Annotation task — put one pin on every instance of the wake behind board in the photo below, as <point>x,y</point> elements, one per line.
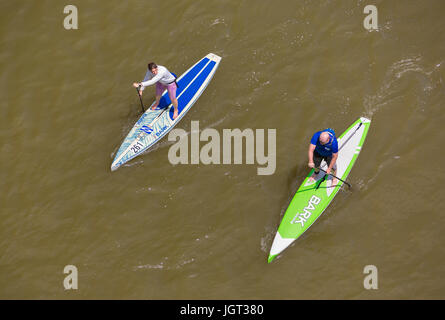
<point>154,124</point>
<point>312,198</point>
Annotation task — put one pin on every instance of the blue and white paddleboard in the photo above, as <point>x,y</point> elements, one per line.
<point>154,124</point>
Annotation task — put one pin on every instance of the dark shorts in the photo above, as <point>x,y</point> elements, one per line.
<point>318,158</point>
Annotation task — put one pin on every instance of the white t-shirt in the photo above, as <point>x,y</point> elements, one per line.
<point>164,76</point>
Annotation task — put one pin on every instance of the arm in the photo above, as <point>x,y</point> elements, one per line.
<point>311,155</point>
<point>154,79</point>
<point>334,159</point>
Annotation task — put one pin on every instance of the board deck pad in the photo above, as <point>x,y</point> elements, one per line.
<point>313,197</point>
<point>154,124</point>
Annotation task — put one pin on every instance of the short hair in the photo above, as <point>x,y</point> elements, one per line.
<point>152,66</point>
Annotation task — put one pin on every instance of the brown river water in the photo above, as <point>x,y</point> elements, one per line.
<point>153,230</point>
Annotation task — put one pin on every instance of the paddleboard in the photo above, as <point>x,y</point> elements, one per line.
<point>312,198</point>
<point>154,124</point>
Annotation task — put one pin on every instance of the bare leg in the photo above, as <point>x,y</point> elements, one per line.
<point>334,180</point>
<point>175,104</point>
<point>158,98</point>
<point>312,177</point>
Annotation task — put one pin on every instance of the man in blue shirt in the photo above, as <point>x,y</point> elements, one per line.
<point>324,146</point>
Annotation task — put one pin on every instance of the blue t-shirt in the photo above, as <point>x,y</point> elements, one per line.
<point>329,148</point>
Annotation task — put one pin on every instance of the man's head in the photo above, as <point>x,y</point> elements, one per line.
<point>324,137</point>
<point>153,68</point>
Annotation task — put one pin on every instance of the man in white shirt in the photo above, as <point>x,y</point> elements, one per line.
<point>164,79</point>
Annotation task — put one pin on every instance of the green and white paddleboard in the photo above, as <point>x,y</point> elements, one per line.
<point>312,198</point>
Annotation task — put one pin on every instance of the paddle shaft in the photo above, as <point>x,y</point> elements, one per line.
<point>336,177</point>
<point>140,98</point>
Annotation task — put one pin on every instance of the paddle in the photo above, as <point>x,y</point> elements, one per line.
<point>140,98</point>
<point>336,177</point>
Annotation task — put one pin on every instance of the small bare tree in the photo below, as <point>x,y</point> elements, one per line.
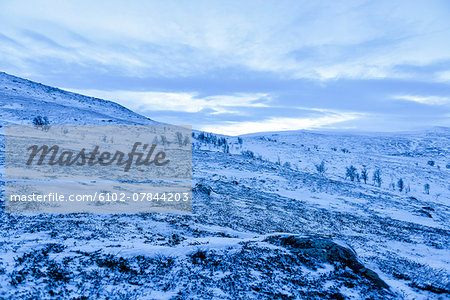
<point>364,175</point>
<point>426,188</point>
<point>321,168</point>
<point>376,177</point>
<point>400,185</point>
<point>350,173</point>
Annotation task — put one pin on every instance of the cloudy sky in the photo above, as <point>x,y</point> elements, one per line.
<point>237,67</point>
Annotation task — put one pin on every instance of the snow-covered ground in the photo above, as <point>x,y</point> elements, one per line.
<point>266,224</point>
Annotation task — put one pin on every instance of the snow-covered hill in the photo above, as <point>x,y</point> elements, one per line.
<point>21,100</point>
<point>265,225</point>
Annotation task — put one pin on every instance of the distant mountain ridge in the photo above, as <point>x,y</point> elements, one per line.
<point>21,100</point>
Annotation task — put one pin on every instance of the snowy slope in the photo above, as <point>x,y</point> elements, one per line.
<point>21,100</point>
<point>260,229</point>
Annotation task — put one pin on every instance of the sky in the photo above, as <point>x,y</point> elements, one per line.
<point>236,67</point>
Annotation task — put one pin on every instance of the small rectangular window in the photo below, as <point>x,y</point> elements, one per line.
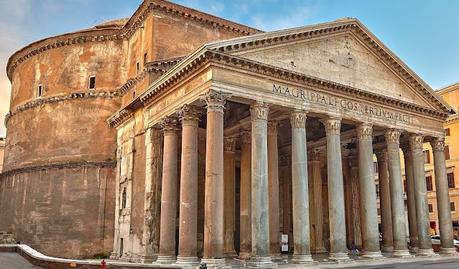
<point>451,183</point>
<point>447,157</point>
<point>429,183</point>
<point>39,90</point>
<point>92,82</point>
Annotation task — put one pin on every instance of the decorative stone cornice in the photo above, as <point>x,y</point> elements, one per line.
<point>298,119</point>
<point>230,144</point>
<point>365,131</point>
<point>60,98</point>
<point>259,111</point>
<point>190,114</point>
<point>392,136</point>
<point>438,144</point>
<point>416,141</point>
<point>61,165</point>
<point>332,126</point>
<point>215,100</point>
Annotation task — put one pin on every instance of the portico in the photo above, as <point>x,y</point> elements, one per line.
<point>258,101</point>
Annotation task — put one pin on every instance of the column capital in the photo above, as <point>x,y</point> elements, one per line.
<point>189,114</point>
<point>259,111</point>
<point>298,119</point>
<point>332,126</point>
<point>230,144</point>
<point>246,137</point>
<point>215,100</point>
<point>169,125</point>
<point>438,144</point>
<point>393,136</point>
<point>365,131</point>
<point>416,141</point>
<point>272,127</point>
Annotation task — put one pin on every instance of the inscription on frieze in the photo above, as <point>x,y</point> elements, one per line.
<point>342,104</point>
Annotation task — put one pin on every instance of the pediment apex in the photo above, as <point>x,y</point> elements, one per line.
<point>344,25</point>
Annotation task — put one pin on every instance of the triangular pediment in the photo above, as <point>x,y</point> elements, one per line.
<point>344,52</point>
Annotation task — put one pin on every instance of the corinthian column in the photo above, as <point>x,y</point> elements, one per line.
<point>317,196</point>
<point>368,210</point>
<point>443,203</point>
<point>301,242</point>
<point>384,202</point>
<point>188,187</point>
<point>168,193</point>
<point>214,186</point>
<point>229,178</point>
<point>411,202</point>
<point>245,228</point>
<point>338,250</point>
<point>260,191</point>
<point>273,180</point>
<point>396,190</point>
<point>420,195</point>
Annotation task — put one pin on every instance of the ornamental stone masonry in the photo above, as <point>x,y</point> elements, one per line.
<point>177,137</point>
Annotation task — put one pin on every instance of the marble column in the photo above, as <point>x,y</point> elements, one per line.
<point>368,210</point>
<point>396,190</point>
<point>318,208</point>
<point>188,218</point>
<point>420,195</point>
<point>273,181</point>
<point>214,185</point>
<point>245,226</point>
<point>443,203</point>
<point>338,250</point>
<point>259,183</point>
<point>229,203</point>
<point>301,239</point>
<point>168,192</point>
<point>384,202</point>
<point>411,202</point>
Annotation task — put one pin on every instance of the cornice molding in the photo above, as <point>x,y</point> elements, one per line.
<point>60,98</point>
<point>61,165</point>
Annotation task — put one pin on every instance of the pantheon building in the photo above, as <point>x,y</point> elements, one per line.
<point>178,137</point>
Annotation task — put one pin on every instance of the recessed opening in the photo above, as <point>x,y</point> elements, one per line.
<point>92,82</point>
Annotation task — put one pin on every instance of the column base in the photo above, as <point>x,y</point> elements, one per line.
<point>448,251</point>
<point>401,253</point>
<point>426,252</point>
<point>213,263</point>
<point>244,255</point>
<point>261,262</point>
<point>387,249</point>
<point>302,259</point>
<point>165,259</point>
<point>372,255</point>
<point>339,257</point>
<point>182,260</point>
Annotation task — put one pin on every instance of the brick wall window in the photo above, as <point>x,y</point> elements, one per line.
<point>429,183</point>
<point>426,156</point>
<point>92,82</point>
<point>39,90</point>
<point>450,177</point>
<point>447,157</point>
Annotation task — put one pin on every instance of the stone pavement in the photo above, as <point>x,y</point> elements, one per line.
<point>14,261</point>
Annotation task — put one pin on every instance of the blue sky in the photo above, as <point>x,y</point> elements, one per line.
<point>423,33</point>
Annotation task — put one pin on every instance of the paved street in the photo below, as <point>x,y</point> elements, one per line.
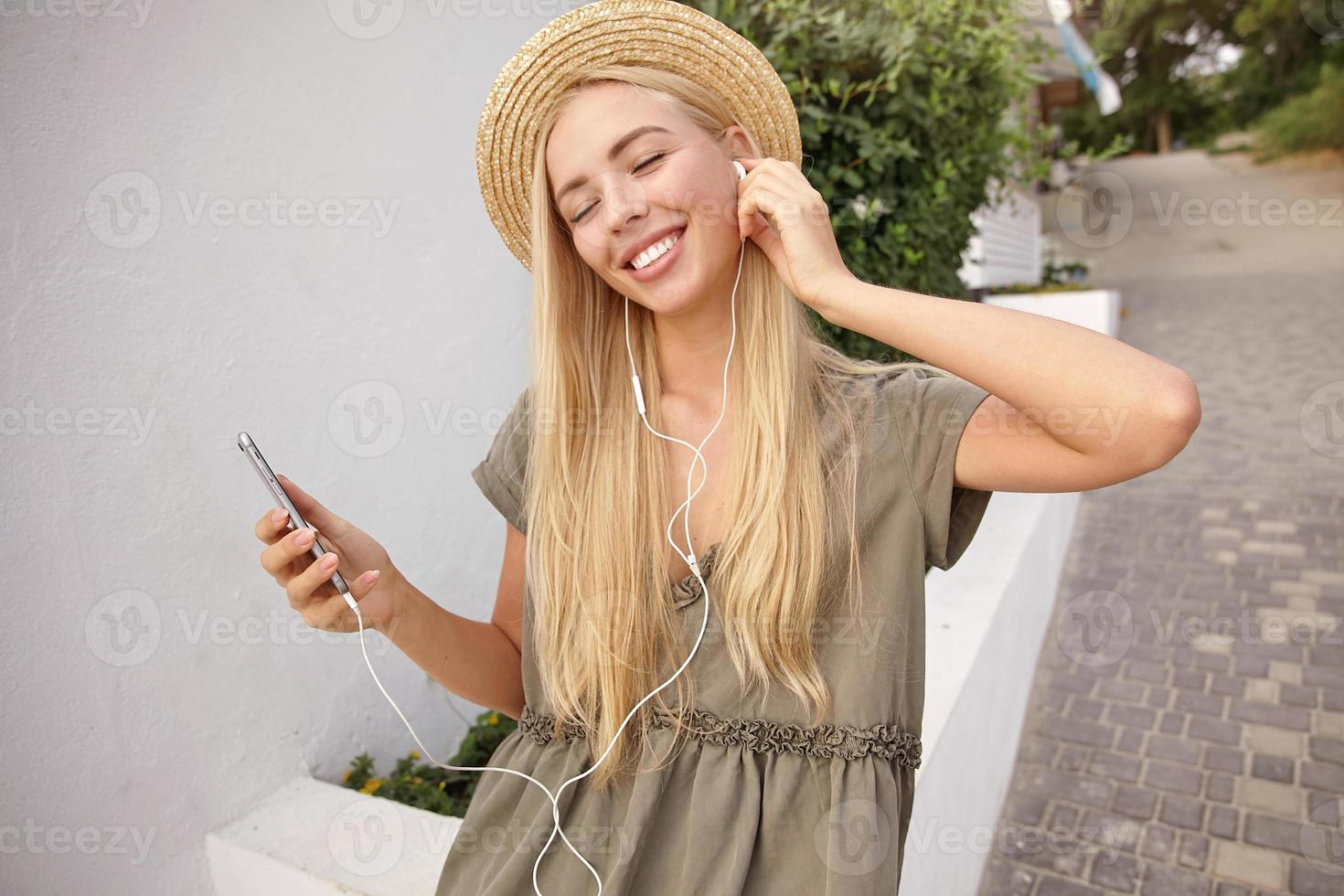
<point>1186,731</point>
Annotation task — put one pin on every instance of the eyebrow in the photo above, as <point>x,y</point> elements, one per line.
<point>612,154</point>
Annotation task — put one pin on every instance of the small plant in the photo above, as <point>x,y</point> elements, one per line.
<point>1055,277</point>
<point>428,786</point>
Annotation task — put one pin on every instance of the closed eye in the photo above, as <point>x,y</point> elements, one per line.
<point>643,164</point>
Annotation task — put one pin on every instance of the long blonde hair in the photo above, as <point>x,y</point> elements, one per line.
<point>597,498</point>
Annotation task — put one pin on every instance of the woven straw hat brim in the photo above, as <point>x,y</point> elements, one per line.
<point>660,34</point>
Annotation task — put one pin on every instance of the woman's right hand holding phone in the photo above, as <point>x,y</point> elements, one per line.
<point>308,584</point>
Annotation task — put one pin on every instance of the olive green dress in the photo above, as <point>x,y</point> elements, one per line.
<point>752,802</point>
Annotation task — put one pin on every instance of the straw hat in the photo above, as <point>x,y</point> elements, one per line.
<point>660,34</point>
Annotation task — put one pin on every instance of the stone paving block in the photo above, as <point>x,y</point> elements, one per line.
<point>1057,887</point>
<point>1253,865</point>
<point>1323,775</point>
<point>1163,880</point>
<point>1224,759</point>
<point>1166,775</point>
<point>1281,716</point>
<point>1308,879</point>
<point>1327,749</point>
<point>1158,841</point>
<point>1285,672</point>
<point>1275,741</point>
<point>1272,767</point>
<point>1223,821</point>
<point>1181,812</point>
<point>1223,732</point>
<point>1135,802</point>
<point>1192,850</point>
<point>1269,797</point>
<point>1275,833</point>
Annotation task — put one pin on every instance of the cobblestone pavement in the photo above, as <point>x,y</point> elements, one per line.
<point>1186,729</point>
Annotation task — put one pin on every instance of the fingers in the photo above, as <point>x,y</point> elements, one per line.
<point>277,558</point>
<point>300,589</point>
<point>334,614</point>
<point>272,527</point>
<point>306,506</point>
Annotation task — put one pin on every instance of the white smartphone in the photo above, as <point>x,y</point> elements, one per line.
<point>296,518</point>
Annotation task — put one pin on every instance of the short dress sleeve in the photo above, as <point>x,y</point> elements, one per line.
<point>500,475</point>
<point>930,412</point>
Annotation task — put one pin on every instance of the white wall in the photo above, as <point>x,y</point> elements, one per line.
<point>136,347</point>
<point>1006,248</point>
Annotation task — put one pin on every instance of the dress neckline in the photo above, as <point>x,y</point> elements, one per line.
<point>687,590</point>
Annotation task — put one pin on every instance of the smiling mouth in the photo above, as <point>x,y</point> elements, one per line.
<point>679,235</point>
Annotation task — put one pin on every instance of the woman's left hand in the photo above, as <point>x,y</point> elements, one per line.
<point>795,234</point>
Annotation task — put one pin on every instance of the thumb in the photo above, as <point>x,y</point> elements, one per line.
<point>772,245</point>
<point>308,507</point>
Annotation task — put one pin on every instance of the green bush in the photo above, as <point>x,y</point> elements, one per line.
<point>1308,121</point>
<point>428,786</point>
<point>905,111</point>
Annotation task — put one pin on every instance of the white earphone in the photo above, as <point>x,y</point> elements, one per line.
<point>689,558</point>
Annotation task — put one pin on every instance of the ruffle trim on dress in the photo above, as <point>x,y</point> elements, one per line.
<point>844,741</point>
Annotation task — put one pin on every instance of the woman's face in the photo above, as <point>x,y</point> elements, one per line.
<point>618,195</point>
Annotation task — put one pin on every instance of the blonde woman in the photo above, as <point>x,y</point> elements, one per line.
<point>781,761</point>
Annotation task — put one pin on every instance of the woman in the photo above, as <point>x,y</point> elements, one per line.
<point>781,761</point>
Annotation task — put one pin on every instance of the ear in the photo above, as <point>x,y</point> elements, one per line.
<point>737,144</point>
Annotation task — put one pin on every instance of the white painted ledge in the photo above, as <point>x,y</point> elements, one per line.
<point>986,620</point>
<point>314,838</point>
<point>986,623</point>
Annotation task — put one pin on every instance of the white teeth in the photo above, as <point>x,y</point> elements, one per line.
<point>655,251</point>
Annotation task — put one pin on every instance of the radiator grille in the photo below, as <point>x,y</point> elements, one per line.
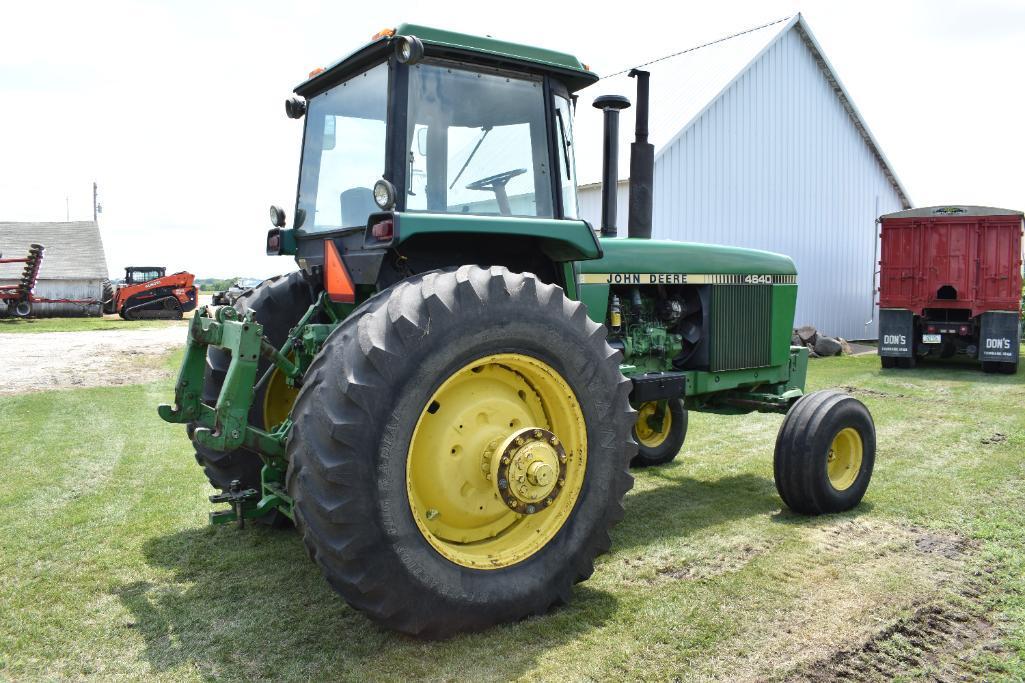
<point>741,326</point>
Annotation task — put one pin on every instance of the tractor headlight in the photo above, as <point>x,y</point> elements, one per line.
<point>295,108</point>
<point>408,49</point>
<point>384,194</point>
<point>277,216</point>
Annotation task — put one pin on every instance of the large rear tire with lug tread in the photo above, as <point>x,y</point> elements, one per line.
<point>825,451</point>
<point>659,443</point>
<point>460,450</point>
<point>278,304</point>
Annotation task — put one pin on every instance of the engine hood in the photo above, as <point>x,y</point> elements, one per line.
<point>641,255</point>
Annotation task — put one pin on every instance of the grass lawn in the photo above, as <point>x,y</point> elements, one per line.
<point>78,324</point>
<point>109,568</point>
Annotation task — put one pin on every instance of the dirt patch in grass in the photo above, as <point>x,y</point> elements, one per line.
<point>994,438</point>
<point>935,642</point>
<point>854,391</point>
<point>65,360</point>
<point>936,638</point>
<point>733,559</point>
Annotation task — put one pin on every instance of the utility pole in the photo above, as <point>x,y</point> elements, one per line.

Task goal: Please write out again, word for word, the lines starting at the one containing "the white painted" and ending at the one containing "<point>741,326</point>". Leave the pictures out of your answer.

Answer below:
Annotation task — put one pin on every instance of the white painted ledge in the photo above, as <point>x,y</point> elements, one per line.
<point>986,620</point>
<point>314,838</point>
<point>986,623</point>
Annotation task — put one pin on every instance of the white teeth in the photo above, as <point>x,y</point> elements, one per line.
<point>655,251</point>
Annotation task — put one pin on every instance of the radiator grille in the photo below, as <point>x,y</point> elements, one per line.
<point>741,326</point>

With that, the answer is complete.